Brano scelto —
______

Intervallo

Intervallo è una pubblicazione e una mostra: il libro, composto da disegni di Paolo Bernacca e da dialoghi di Stefano Scialotti, è edito da Bernacca edizioni (piccola raffinata casa editrice specializzata in grafica) e la mostra  espone le tavole originali alla libreria Fahrenheit 451 e nel foyer del cinema Farnese di Roma, Campo dei Fiori.
Dal 3 al 17 giugno 2021, “sotto l’alto patronato di Giordano Bruno”, come si legge nell’invito, si può entrare, a due a due, nei locali della storica libreria di Catia Gabrielli per percorrere con lo sguardo le tavole e sfogliare le pagine di questo passo doppio.
“All’inizio non c’era nessuna idea precisa, come sempre” – scrive Stefano Scialotti, l’autore dei testi  -, solo una insofferenza per i racconti ripetitivi del secondo anno di pandemia e l’idea di combinare qualcosa con l’amico, complice di molte imprese verbo-visive, Paolo Bernacca.
“Lui mi manda un po’ di disegni di Roma vuota. Panorami della Città Eterna in un campo grigio morbido. Un tempo sospeso. Da molti anni io ero fissato con una serie di brevissimi racconti: Banalità. Alla fine i disegni hanno ispirato un’evoluzione delle mie vecchie banalità e viceversa i dialoghi hanno creato un percorso anche per i disegni”.
Ha origine così la combinazione felice fra i disegni romani di Paolo Bernacca, maestro dello sketchcrawl (maratona di disegni e acquerelli che testimoniano un’escursione, una flânerie nei luoghi prescelti) e i testi a dialogo fra LEI e LUI di Stefano Scialotti (regista, documentarista e scrittore, fra l’altro, di un libro dal titolo Lennon not Lenin. Il muro di Berlino erano due).

______

(Voci di dati archiviate)
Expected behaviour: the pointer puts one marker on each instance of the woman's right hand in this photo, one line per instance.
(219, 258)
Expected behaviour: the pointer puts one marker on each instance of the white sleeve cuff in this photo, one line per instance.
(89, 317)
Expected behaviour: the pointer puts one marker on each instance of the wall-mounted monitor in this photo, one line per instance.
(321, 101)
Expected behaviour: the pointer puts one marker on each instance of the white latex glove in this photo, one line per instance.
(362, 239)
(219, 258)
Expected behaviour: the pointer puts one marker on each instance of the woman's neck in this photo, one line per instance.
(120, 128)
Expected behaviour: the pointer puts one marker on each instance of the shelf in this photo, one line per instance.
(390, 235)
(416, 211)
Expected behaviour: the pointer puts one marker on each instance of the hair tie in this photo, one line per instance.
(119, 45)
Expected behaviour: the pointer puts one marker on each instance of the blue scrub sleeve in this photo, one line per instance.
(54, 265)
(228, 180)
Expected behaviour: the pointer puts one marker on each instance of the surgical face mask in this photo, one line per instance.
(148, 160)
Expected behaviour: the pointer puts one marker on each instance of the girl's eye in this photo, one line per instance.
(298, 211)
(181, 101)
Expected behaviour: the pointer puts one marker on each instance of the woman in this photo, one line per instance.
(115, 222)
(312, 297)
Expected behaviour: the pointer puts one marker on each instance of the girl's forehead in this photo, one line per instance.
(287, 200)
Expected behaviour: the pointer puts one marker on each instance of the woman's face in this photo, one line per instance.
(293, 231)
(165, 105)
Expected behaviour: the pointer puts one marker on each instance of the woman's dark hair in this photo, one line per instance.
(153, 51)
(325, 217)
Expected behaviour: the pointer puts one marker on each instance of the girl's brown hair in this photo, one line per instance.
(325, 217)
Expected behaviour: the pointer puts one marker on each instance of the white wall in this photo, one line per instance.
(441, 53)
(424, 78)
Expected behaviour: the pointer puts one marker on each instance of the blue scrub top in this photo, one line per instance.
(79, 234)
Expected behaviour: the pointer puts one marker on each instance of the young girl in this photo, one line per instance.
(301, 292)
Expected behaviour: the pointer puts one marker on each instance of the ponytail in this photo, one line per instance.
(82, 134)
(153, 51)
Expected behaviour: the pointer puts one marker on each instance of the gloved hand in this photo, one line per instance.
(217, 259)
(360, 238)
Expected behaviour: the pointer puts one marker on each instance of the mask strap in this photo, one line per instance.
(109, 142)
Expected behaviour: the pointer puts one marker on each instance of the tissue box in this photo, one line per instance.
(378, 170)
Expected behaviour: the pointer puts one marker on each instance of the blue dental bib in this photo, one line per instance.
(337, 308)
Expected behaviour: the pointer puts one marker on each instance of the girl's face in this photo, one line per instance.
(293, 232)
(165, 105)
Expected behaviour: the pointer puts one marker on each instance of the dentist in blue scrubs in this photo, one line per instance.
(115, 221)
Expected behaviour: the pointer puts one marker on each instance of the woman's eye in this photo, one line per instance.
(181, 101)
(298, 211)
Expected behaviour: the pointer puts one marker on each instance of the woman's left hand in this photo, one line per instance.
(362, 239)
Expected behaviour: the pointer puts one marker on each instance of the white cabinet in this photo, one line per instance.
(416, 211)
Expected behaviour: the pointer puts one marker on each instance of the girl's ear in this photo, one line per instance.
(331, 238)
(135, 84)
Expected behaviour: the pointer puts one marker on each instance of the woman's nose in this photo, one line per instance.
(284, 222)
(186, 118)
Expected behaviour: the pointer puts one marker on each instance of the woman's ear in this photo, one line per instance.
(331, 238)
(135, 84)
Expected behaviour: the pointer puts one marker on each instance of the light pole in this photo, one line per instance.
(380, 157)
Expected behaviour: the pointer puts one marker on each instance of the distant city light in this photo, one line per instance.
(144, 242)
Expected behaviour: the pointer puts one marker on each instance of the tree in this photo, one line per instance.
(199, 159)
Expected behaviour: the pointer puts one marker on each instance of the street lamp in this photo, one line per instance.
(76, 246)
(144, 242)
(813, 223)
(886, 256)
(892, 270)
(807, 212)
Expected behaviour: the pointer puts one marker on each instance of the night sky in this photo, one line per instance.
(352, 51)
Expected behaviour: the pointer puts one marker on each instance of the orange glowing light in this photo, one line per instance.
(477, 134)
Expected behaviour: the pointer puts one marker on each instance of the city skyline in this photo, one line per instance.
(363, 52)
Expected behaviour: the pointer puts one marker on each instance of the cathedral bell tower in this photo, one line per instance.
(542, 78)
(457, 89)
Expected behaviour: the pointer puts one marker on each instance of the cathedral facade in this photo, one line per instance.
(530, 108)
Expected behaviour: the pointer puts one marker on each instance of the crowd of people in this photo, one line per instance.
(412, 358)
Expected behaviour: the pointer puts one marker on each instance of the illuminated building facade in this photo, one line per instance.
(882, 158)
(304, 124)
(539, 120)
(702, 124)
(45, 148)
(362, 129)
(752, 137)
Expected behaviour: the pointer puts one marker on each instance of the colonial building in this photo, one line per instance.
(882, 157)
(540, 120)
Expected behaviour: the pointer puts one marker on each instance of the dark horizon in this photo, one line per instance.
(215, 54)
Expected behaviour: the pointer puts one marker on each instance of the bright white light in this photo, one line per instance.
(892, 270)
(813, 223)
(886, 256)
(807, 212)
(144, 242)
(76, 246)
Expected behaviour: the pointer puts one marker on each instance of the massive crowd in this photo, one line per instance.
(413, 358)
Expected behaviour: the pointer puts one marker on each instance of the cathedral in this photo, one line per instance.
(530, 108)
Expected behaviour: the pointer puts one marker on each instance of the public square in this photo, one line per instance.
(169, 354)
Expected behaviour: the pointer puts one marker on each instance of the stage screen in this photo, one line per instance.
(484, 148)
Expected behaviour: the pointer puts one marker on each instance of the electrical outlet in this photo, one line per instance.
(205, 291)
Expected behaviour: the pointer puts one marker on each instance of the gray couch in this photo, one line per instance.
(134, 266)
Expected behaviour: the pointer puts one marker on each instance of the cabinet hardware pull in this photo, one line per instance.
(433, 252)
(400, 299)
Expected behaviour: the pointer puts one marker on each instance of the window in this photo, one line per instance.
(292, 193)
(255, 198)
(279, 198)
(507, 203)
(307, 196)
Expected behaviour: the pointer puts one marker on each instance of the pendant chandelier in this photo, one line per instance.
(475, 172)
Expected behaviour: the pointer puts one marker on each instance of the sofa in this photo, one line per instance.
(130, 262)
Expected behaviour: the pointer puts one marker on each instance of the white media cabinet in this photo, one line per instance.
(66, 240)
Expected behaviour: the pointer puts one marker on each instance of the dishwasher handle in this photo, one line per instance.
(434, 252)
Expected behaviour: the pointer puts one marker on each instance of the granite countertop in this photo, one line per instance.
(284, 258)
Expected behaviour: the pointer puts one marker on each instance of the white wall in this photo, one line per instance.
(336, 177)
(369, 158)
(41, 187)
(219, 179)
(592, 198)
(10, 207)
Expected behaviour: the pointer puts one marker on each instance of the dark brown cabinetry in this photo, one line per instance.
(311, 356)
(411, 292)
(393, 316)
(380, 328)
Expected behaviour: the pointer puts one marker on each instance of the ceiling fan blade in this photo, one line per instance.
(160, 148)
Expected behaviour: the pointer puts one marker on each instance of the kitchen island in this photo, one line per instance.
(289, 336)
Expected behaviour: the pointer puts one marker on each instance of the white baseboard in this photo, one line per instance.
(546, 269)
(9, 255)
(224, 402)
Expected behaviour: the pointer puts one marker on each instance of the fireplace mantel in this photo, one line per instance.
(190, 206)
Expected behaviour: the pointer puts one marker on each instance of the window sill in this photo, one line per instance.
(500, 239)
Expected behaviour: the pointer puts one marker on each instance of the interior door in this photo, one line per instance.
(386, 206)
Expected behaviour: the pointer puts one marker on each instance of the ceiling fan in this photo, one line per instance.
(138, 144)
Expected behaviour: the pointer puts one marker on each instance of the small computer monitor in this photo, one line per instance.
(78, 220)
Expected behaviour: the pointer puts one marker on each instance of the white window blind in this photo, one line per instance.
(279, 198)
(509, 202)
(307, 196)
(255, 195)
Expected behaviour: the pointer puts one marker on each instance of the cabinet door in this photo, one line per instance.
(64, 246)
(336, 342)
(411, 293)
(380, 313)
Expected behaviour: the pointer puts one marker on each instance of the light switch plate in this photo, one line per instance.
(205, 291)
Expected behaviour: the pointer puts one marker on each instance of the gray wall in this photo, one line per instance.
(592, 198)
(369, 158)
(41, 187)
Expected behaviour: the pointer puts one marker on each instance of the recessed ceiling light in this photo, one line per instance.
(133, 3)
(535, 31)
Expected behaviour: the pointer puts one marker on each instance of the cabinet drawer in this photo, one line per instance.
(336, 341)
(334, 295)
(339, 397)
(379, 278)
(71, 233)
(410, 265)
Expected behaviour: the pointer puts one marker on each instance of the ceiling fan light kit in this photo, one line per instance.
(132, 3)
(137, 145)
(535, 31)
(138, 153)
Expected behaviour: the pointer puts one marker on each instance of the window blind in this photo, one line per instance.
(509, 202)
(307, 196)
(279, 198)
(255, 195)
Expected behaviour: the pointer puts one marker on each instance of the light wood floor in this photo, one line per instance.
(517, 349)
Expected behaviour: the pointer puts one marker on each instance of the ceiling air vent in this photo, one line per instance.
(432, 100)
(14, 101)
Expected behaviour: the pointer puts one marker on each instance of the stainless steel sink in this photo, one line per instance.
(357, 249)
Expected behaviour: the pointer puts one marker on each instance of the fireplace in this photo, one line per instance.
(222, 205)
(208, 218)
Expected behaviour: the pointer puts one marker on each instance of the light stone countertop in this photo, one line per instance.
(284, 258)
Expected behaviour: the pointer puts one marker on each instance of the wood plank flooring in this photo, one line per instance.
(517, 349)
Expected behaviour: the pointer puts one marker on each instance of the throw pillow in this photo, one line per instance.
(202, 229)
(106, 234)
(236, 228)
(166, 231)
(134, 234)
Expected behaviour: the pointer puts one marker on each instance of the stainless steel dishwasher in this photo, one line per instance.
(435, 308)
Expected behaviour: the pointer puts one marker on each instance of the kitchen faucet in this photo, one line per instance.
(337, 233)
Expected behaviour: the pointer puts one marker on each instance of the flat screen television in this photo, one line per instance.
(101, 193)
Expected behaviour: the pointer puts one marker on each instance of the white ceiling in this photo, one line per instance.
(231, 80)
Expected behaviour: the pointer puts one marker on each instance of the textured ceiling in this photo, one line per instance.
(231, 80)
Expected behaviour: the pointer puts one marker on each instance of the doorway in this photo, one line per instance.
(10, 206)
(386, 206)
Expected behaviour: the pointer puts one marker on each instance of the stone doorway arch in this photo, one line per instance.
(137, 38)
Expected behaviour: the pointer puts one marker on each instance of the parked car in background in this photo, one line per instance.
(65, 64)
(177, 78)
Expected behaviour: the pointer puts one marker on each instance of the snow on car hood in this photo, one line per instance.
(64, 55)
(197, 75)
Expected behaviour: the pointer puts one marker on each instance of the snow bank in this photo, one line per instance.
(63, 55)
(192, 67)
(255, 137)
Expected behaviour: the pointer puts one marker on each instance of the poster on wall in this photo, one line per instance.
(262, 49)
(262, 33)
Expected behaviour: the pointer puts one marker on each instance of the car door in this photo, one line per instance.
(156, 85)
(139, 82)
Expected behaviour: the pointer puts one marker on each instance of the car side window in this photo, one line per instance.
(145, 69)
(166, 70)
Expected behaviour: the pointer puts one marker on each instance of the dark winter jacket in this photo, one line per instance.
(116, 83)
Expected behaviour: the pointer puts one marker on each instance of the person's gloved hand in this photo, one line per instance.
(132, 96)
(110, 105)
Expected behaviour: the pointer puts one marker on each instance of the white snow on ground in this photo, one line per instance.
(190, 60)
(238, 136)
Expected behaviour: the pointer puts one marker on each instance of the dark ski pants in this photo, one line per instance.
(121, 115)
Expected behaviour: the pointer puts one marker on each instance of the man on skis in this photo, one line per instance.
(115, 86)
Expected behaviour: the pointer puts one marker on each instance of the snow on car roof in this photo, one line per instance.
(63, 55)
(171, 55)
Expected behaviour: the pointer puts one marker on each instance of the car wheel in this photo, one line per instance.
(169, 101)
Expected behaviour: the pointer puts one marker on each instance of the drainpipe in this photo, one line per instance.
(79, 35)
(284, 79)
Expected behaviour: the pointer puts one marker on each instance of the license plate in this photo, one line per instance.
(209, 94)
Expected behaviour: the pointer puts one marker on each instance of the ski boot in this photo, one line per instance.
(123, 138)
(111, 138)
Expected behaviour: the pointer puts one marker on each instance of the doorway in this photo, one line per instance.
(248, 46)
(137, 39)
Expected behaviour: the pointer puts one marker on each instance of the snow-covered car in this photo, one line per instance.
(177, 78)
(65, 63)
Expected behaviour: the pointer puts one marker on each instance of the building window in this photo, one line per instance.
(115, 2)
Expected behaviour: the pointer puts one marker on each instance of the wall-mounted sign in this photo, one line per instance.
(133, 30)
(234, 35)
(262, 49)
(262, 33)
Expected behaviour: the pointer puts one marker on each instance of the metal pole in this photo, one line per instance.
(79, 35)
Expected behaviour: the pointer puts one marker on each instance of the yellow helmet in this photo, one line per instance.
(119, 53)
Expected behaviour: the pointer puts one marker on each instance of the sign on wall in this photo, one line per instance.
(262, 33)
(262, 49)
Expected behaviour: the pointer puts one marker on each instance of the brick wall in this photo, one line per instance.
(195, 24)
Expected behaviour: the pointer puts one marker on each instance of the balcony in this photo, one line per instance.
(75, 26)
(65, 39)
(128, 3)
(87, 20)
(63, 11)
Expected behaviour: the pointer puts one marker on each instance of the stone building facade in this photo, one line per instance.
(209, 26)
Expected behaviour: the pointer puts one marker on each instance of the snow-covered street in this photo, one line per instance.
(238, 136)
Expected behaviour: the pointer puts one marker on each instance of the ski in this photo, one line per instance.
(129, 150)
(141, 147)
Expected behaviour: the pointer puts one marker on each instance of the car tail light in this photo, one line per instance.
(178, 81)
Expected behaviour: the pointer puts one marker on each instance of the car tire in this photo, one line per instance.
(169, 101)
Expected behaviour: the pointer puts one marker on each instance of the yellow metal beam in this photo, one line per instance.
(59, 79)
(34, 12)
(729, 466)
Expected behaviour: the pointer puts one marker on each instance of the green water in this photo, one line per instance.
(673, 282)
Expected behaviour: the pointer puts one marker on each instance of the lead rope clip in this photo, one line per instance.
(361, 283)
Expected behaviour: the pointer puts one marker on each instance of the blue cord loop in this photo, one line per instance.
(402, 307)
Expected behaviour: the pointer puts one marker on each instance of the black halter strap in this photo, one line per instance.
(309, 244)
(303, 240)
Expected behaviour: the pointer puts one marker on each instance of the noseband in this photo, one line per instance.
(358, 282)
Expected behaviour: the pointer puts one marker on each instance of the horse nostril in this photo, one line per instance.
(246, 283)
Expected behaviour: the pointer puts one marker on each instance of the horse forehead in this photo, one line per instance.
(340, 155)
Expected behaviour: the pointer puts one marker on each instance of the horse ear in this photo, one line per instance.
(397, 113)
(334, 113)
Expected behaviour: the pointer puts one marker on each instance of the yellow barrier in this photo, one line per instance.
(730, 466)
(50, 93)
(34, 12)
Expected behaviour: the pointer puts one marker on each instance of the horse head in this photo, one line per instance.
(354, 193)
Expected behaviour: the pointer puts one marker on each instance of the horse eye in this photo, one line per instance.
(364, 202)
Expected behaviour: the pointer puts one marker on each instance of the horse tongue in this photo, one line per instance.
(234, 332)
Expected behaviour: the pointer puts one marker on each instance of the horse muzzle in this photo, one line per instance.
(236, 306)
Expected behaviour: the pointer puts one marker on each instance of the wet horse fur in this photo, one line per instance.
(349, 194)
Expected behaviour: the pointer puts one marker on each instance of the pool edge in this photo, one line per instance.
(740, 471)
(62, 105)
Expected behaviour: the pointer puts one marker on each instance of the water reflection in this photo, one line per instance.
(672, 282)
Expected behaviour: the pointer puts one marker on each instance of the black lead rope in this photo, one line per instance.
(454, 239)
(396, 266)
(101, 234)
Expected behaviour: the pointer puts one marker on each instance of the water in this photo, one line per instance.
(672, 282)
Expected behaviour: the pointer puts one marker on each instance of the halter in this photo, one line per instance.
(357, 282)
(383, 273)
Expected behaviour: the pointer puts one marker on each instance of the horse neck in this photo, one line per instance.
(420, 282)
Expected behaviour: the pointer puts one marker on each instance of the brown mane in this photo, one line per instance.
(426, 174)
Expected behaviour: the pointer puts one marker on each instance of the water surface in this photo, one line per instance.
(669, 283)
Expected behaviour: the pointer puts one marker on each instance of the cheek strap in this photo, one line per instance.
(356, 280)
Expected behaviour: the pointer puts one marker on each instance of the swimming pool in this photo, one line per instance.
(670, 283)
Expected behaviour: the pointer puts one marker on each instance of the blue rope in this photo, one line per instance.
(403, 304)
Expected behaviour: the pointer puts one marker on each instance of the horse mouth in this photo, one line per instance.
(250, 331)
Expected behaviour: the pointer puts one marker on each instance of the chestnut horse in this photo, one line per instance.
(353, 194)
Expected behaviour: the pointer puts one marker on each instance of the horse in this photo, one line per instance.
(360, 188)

______

Verifica la comprensione —
1 - In quali date è possibile visitare la mostra descritta nel testo su Intervallo?
2 - Ricopia il testo su Intervallo da "Dal 3 al 17" a "verbo-visive, Paolo Bernacca.".

Risultati delle attività —
1 - Dal 3 al 17 giugno 2021.

2 -
Dal 3 al 17 giugno 2021, “sotto l’alto patronato di Giordano Bruno”, come si legge nell’invito, si può entrare, a due a due, nei locali della storica libreria di Catia Gabrielli per percorrere con lo sguardo le tavole e sfogliare le pagine di questo passo doppio.
“All’inizio non c’era nessuna idea precisa, come sempre” – scrive Stefano Scialotti, l’autore dei testi  -, solo una insofferenza per i racconti ripetitivi del secondo anno di pandemia e l’idea di combinare qualcosa con l’amico, complice di molte imprese verbo-visive, Paolo Bernacca.